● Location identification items
Begin

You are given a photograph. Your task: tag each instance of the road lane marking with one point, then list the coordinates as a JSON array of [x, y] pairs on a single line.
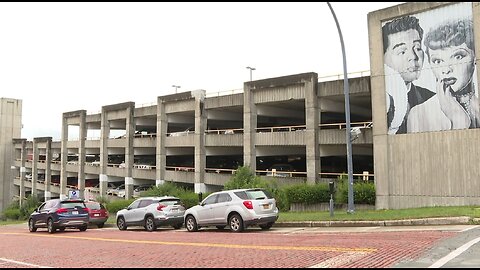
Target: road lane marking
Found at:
[[337, 261], [454, 253], [309, 248], [467, 229], [23, 263]]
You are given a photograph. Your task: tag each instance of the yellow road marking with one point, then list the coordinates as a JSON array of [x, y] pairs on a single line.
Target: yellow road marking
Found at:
[[311, 248]]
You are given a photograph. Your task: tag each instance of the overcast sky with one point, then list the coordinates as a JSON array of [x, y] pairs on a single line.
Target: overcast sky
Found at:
[[61, 57]]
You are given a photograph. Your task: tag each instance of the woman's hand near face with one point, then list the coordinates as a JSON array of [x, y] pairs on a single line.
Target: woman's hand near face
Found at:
[[451, 108], [475, 109]]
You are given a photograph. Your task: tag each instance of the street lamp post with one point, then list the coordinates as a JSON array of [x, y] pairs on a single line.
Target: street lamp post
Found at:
[[346, 91], [176, 87], [251, 72]]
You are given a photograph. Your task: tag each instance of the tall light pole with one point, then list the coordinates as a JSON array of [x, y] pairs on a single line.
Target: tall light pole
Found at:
[[176, 87], [251, 72], [346, 92]]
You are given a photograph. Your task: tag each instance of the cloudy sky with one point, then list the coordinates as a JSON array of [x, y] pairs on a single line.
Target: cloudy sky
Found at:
[[60, 57]]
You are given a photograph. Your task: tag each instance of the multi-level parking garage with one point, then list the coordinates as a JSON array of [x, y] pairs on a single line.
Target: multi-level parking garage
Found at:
[[294, 123]]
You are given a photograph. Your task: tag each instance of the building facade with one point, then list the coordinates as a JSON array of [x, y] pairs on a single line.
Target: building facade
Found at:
[[198, 140], [434, 160], [10, 127]]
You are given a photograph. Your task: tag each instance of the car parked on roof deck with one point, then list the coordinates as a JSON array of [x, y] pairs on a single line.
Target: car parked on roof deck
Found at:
[[151, 212], [98, 214], [59, 214], [237, 209]]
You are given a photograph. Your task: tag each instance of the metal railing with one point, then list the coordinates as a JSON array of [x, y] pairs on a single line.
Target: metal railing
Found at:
[[367, 124], [280, 129], [180, 169], [224, 131]]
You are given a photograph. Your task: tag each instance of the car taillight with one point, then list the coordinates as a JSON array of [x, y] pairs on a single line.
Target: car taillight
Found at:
[[62, 210], [248, 204]]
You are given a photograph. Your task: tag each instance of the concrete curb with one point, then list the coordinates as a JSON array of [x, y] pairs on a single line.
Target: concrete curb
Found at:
[[463, 220]]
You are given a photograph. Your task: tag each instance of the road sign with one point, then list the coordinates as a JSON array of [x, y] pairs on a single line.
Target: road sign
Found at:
[[73, 194]]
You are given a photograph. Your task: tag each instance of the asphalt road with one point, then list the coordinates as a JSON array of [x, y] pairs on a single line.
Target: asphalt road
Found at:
[[289, 247]]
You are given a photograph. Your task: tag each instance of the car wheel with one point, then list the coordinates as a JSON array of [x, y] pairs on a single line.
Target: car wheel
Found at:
[[177, 226], [122, 226], [31, 226], [236, 223], [150, 224], [266, 226], [191, 224], [50, 227]]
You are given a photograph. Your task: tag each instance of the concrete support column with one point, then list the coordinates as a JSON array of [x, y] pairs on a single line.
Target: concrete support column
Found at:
[[200, 158], [35, 168], [249, 126], [104, 133], [312, 120], [23, 157], [82, 153], [48, 169], [129, 152], [64, 159], [161, 153]]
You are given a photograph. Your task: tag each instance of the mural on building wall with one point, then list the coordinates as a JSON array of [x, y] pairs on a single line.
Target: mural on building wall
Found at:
[[430, 71]]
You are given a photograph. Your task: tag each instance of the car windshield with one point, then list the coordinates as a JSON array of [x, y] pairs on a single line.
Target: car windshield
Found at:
[[94, 206], [254, 194], [72, 205], [170, 202]]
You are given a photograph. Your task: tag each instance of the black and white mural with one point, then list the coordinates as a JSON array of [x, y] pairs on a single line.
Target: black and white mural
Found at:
[[430, 71]]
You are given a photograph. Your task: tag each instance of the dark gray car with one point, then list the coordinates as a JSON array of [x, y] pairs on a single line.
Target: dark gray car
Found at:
[[59, 214]]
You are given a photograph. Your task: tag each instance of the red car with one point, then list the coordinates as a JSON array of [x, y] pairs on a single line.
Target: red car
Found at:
[[97, 212]]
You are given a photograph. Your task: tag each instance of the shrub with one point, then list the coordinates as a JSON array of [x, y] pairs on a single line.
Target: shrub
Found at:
[[309, 194], [12, 213], [115, 206]]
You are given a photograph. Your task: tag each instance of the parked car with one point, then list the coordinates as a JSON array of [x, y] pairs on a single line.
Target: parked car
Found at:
[[139, 189], [152, 212], [59, 214], [281, 170], [98, 214], [114, 190], [237, 209]]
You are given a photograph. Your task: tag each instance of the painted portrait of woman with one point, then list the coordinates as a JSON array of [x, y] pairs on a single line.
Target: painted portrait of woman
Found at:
[[451, 54]]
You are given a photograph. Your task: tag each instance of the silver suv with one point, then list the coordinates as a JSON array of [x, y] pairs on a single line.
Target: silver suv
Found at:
[[238, 209], [151, 212]]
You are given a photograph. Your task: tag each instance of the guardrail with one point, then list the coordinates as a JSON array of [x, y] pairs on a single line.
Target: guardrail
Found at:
[[368, 124], [280, 129], [225, 131], [180, 169], [365, 176]]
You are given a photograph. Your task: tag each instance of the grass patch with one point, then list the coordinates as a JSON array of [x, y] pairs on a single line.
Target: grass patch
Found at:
[[368, 215], [10, 222]]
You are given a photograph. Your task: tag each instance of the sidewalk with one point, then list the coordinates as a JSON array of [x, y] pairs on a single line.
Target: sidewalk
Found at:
[[462, 220]]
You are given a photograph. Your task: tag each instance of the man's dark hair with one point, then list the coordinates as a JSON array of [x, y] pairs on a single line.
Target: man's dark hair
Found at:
[[399, 25]]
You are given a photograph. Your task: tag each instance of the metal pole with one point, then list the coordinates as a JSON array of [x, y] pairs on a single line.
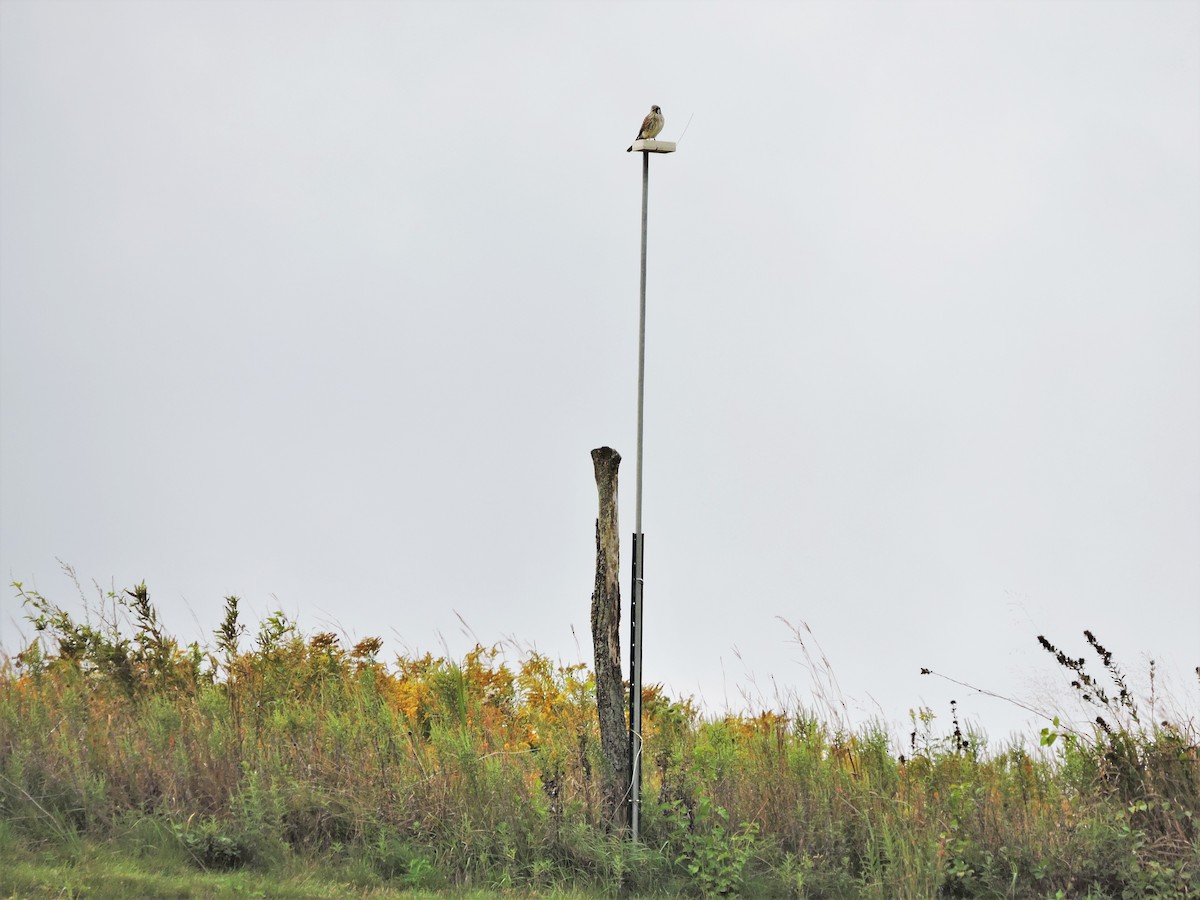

End

● Description of the task
Switch every "Found at" in all of the lines above to "Located at" and write the lines out again with nothing else changed. Leave the pictures out.

● Answer to the task
You are given a photograph. Your task: tag each instance of the road lane marking with one point, then list the coordinates as a JSON array of [x, y] pairs on a single line.
Target: road lane marking
Located at:
[[337, 261], [454, 253], [309, 248], [467, 229], [23, 263]]
You are given a photograph. Your task: tag each instance of the yellow road marking with one point, then list the coordinates as a JSON array of [x, y] pairs on a single line.
Target: yellow road marking
Located at:
[[311, 248]]
You are given a photograph. Your task: tag each instance of the overcast sky with one point, then list the coordinates as a JSON array of [x, y] pairs on a single line.
Target: overcast sky
Located at:
[[61, 57]]
You are given a photograph. Your task: tag each instance of the woman's hand near face with one point, then list the coordinates as a JSON array of [x, y] pairs on a single line.
Target: woman's hand near face
Located at:
[[451, 108], [475, 109]]
You are given a photograph. Your task: tag each instance of the street lamp post with one point, then list the coordinates as a JSON array of [x, y] pairs on a single line.
Target: street lamp post
Located at:
[[346, 91], [176, 87], [251, 72]]
You are given a photograph. Your task: tag each instance of the tall light pole with one point, then list the coordinates as a JSON array of [x, y] pairs on a single line.
Target: tall light pole
Located at:
[[176, 87], [251, 72], [346, 92]]
You are given a photograph. Your task: tag each instance of the cloudy sky with one point, then list the coordinates as a JSON array of [x, y] pairs on a single line.
Target: cloudy sky
Located at:
[[60, 57]]
You are given a photograph. Your task: tag each instance of the multi-level parking garage with one point, then list the coordinates as a JSON array of [x, y] pairs on a single line.
Target: multi-level parking garage
Located at:
[[294, 123]]
You are given a photograph. Your task: tag each instance of the building facade with one point, then list the coordinates as a JSON array of [x, y] pairs on a single line.
Target: building facade
Located at:
[[198, 140], [434, 160], [10, 127]]
You are given a photograph. Your task: tag each instance of the car parked on roof deck with one point, then list the coordinates as a JSON array of [x, y] pairs on a single line.
Target: car parked on roof deck
Located at:
[[151, 212], [98, 214], [59, 214], [237, 209]]
You are given a photograph. Your task: tag each instance of the metal railing with one point, then list the coordinates as a JSON array of [x, y] pairs on a single line.
Target: metal railing
Located at:
[[367, 124], [280, 129], [180, 169], [224, 131]]
You are given a photograph. Your task: tag each instance of the car taillight with one point, then list the coordinates as a JSON array of [x, y] pairs on a single line.
Target: car taillight
Located at:
[[62, 210], [248, 204]]
You are given a photograph. Your task: tag each instance of the concrete curb with one point, then list the coordinates as a JSON array of [x, y] pairs on a single line.
Target: concrete curb
Located at:
[[463, 220]]
You are given a photograph. Your task: tag each instance of the road sign with one point, then list the coordinates as a JSON array of [x, y] pairs on a single line.
Target: road sign
Located at:
[[73, 194]]
You are given a photograph. Your task: tag each instance of the asphalt road with one point, then list the coordinates as a JSON array of [x, y] pairs on a single line.
Target: asphalt road
Located at:
[[289, 247]]
You are given a photograph. Your task: tag each instance of the car wheel with one point, then list the coordinates as a JSON array of [x, y] pairs on a single line.
Target: car wheel
Located at:
[[177, 226], [122, 226], [31, 226], [236, 223], [150, 224], [266, 226], [191, 224], [50, 227]]
You are given a photograph. Your task: tag each instance of the concrete support column with one point, then list the coordinates as a JSON array of [x, y] pairs on a single line.
Target: concrete support column
Located at:
[[200, 158], [35, 168], [249, 126], [104, 133], [312, 120], [23, 157], [82, 153], [48, 169], [129, 152], [64, 159], [161, 153]]
You are given a photograph. Your task: tag each instance of the mural on building wall with one point, then list the coordinates as a JSON array of [x, y] pairs on a single line.
Target: mural on building wall
Located at:
[[430, 71]]
You are given a photograph. Your task: tag each instance of the car windshield with one point, then list the coordinates as a JSON array of [x, y] pairs on a single line.
Target: car windshield
Located at:
[[94, 206], [254, 194], [72, 205], [170, 202]]
You are given a photograph. Your task: tag each instance of the black and white mural with one point, then list the coordinates as a JSON array of [x, y] pairs on a single line.
Target: black and white mural
Located at:
[[430, 71]]
You are given a photograph. Your task: tag each instance of the dark gray car with one point, then list the coordinates as a JSON array of [x, y] pairs on a single line.
Target: dark gray car
Located at:
[[59, 214]]
You are given a photograph. Your task: tag each instance of the red car with one point, then list the coordinates as a JSON array of [x, y] pairs on a single line.
Target: red car
Located at:
[[97, 212]]
You are given a photograph. Your task: tag each instance of the shrub with one point, then list the coordinates as a JSON array of [x, y] pairs on a single line.
Target: shrub
Located at:
[[309, 194], [12, 213], [115, 206]]
You are given a photograph. Your task: tag each instance of the parked car with one point, then list the coordinates as a JSON array of [x, y] pairs on a single line.
Target: parked car
Located at:
[[139, 189], [152, 212], [59, 214], [281, 170], [98, 214], [114, 190], [237, 209]]
You are given a photograph. Your task: tag each instance of the painted portrait of woman with one point, then list the coordinates as a JSON array of [x, y] pairs on a single line.
Target: painted portrait of woman
Located at:
[[451, 54]]
You are given a photograph. Your task: tag each instance of the silver suv with one point, then list the coordinates as a JSON array of [x, y] pairs on a single line.
Target: silver suv
Located at:
[[238, 209], [151, 212]]
You are given a photograph. Your task: tag each instance of the guardrail with one point, then list the coordinates as a JSON array of [x, y] pairs on a single line.
Target: guardrail
Located at:
[[368, 124], [280, 129], [225, 131], [180, 169], [365, 176]]
You are given a photograph. Your task: tag each instance of the grass patch with one point, then list the coordinates as a JSON array of [x, y] pairs on a single line.
Target: grass patch
Located at:
[[368, 215], [10, 222]]
You are given a photograph. Your task: tag each instance of the sidewalk with one point, then list the coordinates as a JSON array of [x, y] pairs on a single line.
Target: sidewalk
Located at:
[[462, 220]]
You are given a photograph. Your task: tag each instance of the man's dark hair with one point, then list the coordinates as a JSON array of [x, y] pairs on a single line.
Target: man's dark hair
Located at:
[[399, 25]]
You are given a photograph. Your task: tag each instance of the metal pole with one point, then list the coordinates as a JSON array of [x, y] pairs on a single line.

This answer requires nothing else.